:: Goal ::
Recast every line of the listing below as a Markdown table with the columns Row and Listing line. Number the rows in order and skip blank lines.

□ □ □ □ □

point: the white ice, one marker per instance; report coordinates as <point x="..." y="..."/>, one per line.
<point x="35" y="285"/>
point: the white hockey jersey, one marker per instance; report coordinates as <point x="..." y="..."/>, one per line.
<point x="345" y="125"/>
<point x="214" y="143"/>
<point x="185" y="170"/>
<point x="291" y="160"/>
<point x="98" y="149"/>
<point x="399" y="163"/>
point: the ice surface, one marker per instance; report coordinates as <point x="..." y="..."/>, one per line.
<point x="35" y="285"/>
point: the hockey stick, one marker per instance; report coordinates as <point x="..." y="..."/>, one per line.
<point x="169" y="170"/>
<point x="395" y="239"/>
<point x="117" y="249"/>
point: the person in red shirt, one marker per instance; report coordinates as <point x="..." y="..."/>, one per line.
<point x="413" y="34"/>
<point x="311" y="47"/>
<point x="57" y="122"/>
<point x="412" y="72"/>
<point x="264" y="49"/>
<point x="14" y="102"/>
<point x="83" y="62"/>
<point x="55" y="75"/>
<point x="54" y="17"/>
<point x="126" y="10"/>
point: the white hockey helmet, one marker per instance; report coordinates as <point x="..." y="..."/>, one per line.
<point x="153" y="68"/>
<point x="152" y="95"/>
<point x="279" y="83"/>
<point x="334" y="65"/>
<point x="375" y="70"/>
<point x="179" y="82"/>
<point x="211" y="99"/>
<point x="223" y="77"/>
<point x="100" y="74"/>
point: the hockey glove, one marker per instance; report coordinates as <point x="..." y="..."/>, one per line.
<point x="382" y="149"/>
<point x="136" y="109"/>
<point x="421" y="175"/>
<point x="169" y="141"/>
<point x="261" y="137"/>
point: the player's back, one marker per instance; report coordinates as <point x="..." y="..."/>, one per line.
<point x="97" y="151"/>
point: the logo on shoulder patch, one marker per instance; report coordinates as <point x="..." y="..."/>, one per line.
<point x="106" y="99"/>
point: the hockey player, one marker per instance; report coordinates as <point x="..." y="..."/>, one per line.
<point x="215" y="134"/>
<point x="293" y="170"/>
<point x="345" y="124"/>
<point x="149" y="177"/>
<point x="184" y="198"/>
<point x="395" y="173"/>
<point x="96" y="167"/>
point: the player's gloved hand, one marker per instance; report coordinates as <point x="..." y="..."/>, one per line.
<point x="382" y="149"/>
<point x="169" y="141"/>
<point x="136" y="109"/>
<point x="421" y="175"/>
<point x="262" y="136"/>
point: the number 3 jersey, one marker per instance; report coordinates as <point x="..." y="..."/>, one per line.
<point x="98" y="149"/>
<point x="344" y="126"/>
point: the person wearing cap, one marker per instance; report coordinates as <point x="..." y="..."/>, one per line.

□ □ □ □ □

:: The answer ::
| Row | Listing line |
|---|---|
| 1 | point: the white ice, one marker per instance; report coordinates as <point x="..." y="..."/>, one per line. |
| 2 | <point x="35" y="285"/> |
| 3 | point: the white hockey jersey, one marker per instance; report coordinates as <point x="..." y="..."/>, one per line. |
| 4 | <point x="345" y="125"/> |
| 5 | <point x="214" y="143"/> |
| 6 | <point x="185" y="170"/> |
| 7 | <point x="291" y="160"/> |
| 8 | <point x="98" y="149"/> |
| 9 | <point x="399" y="163"/> |
| 10 | point: the ice surface, one marker per instance; report coordinates as <point x="..." y="..."/>, one per line. |
| 11 | <point x="35" y="285"/> |
| 12 | point: the hockey stick, one marker per instance; report coordinates as <point x="..." y="..."/>, one per line. |
| 13 | <point x="169" y="170"/> |
| 14 | <point x="395" y="239"/> |
| 15 | <point x="117" y="249"/> |
| 16 | point: the person in red shirt, one marker per instance; report coordinates as <point x="..." y="..."/>, one per line. |
| 17 | <point x="413" y="34"/> |
| 18 | <point x="311" y="47"/> |
| 19 | <point x="57" y="122"/> |
| 20 | <point x="412" y="72"/> |
| 21 | <point x="264" y="49"/> |
| 22 | <point x="14" y="102"/> |
| 23 | <point x="83" y="62"/> |
| 24 | <point x="55" y="75"/> |
| 25 | <point x="54" y="17"/> |
| 26 | <point x="126" y="10"/> |
| 27 | point: the white hockey helmet, one marker per instance; report coordinates as <point x="..." y="..."/>, one per line. |
| 28 | <point x="153" y="68"/> |
| 29 | <point x="152" y="95"/> |
| 30 | <point x="279" y="83"/> |
| 31 | <point x="334" y="65"/> |
| 32 | <point x="375" y="70"/> |
| 33 | <point x="179" y="82"/> |
| 34 | <point x="211" y="99"/> |
| 35 | <point x="223" y="77"/> |
| 36 | <point x="100" y="74"/> |
| 37 | point: the hockey glove, one marker per instance; report coordinates as <point x="..." y="..."/>, one per line. |
| 38 | <point x="382" y="149"/> |
| 39 | <point x="136" y="109"/> |
| 40 | <point x="421" y="175"/> |
| 41 | <point x="169" y="141"/> |
| 42 | <point x="261" y="137"/> |
| 43 | point: the player's back, one marker per instance; report coordinates as <point x="..." y="..."/>, one per line. |
| 44 | <point x="97" y="151"/> |
| 45 | point: the logo on shoulder patch, one marker per instance; report coordinates as <point x="..." y="..."/>, one per line. |
| 46 | <point x="106" y="99"/> |
| 47 | point: the hockey player, one marker per instance; report coordinates as <point x="..." y="..."/>, one per line. |
| 48 | <point x="215" y="134"/> |
| 49 | <point x="293" y="170"/> |
| 50 | <point x="345" y="124"/> |
| 51 | <point x="149" y="177"/> |
| 52 | <point x="184" y="198"/> |
| 53 | <point x="395" y="173"/> |
| 54 | <point x="96" y="167"/> |
| 55 | point: the player's gloved hand, one marker per instance; report coordinates as <point x="..." y="..."/>, one per line. |
| 56 | <point x="382" y="149"/> |
| 57 | <point x="169" y="141"/> |
| 58 | <point x="136" y="109"/> |
| 59 | <point x="421" y="175"/> |
| 60 | <point x="262" y="136"/> |
| 61 | point: the number 3 jersey, one marker per instance; report coordinates as <point x="..." y="..."/>, one per line. |
| 62 | <point x="98" y="149"/> |
| 63 | <point x="344" y="126"/> |
| 64 | point: the person wearing cap, one marker per instance; report coordinates as <point x="..." y="..."/>, one per line. |